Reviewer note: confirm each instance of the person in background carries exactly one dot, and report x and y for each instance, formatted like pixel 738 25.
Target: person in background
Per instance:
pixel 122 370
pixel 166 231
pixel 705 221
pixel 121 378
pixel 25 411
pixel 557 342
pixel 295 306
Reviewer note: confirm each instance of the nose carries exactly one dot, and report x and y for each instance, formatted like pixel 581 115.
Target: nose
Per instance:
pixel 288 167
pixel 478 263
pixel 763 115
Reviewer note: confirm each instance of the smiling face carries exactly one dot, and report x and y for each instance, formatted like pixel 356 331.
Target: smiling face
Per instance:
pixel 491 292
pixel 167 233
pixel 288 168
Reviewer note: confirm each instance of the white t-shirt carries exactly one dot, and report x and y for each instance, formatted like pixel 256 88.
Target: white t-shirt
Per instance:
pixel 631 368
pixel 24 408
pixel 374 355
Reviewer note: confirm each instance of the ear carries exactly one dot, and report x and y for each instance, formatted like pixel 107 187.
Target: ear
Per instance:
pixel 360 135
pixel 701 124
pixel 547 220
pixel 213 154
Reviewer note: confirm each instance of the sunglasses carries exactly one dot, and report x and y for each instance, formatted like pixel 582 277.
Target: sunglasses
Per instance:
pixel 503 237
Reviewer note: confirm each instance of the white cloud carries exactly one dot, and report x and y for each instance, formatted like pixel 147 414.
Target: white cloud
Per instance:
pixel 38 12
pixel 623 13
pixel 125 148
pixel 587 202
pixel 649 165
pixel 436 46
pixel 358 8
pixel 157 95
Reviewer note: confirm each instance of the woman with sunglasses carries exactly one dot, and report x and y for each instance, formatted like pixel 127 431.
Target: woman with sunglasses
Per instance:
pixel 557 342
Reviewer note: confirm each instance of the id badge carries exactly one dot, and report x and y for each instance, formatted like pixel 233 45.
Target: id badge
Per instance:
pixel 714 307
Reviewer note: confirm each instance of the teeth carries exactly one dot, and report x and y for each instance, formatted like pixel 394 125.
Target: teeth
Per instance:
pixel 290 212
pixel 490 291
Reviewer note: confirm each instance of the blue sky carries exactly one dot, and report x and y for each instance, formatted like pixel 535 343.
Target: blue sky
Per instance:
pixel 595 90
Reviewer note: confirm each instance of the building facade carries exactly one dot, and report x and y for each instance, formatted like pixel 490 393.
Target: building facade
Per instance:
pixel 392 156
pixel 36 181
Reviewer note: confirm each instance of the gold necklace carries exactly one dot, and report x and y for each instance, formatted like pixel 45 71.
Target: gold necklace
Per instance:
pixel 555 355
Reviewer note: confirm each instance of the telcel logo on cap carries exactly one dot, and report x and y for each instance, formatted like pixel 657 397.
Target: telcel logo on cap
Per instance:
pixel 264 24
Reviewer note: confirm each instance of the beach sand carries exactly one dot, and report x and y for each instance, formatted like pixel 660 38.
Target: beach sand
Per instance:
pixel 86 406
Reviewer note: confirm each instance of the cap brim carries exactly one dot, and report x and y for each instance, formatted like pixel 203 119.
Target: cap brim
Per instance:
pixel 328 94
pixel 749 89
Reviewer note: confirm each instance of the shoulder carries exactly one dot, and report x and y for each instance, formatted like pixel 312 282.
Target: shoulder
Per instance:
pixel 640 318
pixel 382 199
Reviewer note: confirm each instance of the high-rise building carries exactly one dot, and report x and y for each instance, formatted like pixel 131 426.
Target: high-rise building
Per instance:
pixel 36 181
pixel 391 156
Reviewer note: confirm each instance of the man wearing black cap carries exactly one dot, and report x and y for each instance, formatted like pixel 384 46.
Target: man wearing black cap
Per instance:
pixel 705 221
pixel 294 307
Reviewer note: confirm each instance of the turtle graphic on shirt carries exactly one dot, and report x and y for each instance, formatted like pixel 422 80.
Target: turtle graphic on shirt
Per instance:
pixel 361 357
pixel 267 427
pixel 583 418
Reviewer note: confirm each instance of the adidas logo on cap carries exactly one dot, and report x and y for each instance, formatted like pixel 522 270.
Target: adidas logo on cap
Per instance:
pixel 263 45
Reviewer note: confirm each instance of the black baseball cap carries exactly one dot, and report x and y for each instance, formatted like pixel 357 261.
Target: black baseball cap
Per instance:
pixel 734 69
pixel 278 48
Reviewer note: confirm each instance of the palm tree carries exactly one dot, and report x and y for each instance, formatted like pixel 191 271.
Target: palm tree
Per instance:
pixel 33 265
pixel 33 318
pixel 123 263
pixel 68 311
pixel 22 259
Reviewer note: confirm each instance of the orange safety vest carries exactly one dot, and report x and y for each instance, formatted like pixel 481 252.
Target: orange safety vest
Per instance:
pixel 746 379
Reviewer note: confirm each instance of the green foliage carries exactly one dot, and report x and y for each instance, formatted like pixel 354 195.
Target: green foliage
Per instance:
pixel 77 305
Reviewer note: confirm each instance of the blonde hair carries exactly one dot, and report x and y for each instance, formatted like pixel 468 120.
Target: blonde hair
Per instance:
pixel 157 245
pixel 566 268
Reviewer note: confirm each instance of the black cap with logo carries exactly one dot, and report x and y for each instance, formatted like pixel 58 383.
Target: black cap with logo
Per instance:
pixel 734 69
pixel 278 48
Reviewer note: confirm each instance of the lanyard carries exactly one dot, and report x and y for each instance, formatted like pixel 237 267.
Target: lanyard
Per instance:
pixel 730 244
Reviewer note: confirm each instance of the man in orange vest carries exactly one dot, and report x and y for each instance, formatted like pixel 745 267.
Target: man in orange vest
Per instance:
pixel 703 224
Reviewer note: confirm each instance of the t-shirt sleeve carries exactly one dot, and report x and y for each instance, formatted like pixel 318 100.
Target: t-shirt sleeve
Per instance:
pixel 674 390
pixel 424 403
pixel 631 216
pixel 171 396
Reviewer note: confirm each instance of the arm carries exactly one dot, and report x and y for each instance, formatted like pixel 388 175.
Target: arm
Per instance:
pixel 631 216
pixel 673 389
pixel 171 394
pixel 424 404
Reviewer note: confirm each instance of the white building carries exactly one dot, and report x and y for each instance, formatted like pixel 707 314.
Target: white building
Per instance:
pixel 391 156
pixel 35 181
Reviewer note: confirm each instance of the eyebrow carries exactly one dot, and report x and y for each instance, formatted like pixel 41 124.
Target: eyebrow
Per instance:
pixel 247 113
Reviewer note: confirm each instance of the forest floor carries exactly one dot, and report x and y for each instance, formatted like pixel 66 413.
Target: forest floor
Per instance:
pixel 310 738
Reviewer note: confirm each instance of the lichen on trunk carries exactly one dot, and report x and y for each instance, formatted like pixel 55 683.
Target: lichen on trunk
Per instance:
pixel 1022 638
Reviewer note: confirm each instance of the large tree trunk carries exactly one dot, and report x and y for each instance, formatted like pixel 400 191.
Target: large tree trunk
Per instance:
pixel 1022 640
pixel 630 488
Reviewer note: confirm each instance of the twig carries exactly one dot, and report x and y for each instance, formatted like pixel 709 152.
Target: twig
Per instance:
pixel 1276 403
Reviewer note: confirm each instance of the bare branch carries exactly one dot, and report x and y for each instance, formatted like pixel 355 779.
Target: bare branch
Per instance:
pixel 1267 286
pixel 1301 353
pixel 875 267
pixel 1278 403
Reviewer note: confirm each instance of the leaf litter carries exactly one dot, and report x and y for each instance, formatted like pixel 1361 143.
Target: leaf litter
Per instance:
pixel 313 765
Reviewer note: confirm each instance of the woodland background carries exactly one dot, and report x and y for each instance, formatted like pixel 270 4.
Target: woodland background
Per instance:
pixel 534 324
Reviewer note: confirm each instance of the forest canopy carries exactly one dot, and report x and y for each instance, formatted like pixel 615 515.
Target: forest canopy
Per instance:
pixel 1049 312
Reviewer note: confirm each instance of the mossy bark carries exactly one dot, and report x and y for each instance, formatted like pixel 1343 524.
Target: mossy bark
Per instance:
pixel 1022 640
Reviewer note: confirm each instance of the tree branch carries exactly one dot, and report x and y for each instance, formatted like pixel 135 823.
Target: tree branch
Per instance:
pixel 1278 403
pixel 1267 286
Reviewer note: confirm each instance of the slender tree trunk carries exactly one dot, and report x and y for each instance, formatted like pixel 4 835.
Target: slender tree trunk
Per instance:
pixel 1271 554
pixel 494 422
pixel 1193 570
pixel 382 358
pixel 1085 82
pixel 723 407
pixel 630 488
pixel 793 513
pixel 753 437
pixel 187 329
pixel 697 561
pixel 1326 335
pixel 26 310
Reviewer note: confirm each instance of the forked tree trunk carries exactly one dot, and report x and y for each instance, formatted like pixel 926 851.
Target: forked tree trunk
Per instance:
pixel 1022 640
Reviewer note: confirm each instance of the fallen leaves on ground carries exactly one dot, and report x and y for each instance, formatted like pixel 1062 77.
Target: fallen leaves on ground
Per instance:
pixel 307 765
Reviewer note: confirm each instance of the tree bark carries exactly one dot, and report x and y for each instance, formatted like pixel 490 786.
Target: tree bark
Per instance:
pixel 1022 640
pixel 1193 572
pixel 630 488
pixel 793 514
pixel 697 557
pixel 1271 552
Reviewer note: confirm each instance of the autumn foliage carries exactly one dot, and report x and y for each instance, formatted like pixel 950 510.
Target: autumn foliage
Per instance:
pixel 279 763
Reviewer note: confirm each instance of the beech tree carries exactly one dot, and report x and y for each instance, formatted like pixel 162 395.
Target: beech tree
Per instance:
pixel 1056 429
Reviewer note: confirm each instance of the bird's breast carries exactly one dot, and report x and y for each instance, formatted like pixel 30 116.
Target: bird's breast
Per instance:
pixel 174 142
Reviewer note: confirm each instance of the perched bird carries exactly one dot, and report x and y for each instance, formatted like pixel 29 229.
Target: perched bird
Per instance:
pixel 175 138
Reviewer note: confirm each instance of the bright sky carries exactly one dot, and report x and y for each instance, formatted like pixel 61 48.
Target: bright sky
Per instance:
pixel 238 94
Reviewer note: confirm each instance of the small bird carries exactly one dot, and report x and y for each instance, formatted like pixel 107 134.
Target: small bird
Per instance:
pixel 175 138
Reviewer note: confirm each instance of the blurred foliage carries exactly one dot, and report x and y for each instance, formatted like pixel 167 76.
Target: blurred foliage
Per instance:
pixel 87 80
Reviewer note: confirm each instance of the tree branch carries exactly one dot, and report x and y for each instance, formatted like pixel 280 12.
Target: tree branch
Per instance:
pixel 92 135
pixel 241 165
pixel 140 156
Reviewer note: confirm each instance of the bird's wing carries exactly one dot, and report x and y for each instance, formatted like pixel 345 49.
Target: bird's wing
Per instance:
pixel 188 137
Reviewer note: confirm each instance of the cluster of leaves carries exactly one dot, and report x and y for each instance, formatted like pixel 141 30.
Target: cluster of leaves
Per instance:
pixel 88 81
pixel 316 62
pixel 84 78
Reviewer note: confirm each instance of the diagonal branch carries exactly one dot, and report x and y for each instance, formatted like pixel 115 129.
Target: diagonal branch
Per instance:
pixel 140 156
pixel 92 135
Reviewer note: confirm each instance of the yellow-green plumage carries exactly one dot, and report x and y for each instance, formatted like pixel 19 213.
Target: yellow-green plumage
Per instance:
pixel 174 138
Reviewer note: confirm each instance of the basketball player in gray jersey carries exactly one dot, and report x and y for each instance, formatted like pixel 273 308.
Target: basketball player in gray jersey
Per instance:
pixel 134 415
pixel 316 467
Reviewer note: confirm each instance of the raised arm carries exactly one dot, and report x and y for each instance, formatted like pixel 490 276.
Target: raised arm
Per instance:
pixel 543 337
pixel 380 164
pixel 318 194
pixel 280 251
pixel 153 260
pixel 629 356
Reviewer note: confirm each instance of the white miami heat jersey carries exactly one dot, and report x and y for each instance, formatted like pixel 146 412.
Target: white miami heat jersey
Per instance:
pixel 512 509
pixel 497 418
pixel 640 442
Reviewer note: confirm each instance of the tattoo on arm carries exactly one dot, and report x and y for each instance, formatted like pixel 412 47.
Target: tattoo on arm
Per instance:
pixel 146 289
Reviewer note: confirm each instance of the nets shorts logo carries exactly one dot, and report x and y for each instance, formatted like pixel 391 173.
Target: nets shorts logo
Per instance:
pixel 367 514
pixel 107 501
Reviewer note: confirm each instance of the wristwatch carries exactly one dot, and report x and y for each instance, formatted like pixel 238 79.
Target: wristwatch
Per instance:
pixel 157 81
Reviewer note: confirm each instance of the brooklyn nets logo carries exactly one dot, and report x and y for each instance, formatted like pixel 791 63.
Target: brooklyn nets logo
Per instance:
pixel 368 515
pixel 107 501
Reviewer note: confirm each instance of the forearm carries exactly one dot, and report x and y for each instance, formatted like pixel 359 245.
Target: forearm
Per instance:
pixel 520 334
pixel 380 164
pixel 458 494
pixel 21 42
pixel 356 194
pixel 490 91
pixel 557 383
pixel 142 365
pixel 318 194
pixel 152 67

************

▸ WHAT IS NEEDED
From the records above, give again exactly the lines running from the line with "Reviewer note: confirm each instance of the sunglasses" to the line with "Target: white cloud", inclusive.

▸ RESPONSE TO THE TASK
Reviewer note: confirm each instance of the sunglasses carries exactly one dot, and report x and y for each instance, formatted like pixel 582 277.
Target: sunglasses
Per instance:
pixel 503 237
Reviewer note: confirm each instance of the white cloud carries exactly one dot, and report x and y for each instance, formatted like pixel 147 414.
Target: white cloud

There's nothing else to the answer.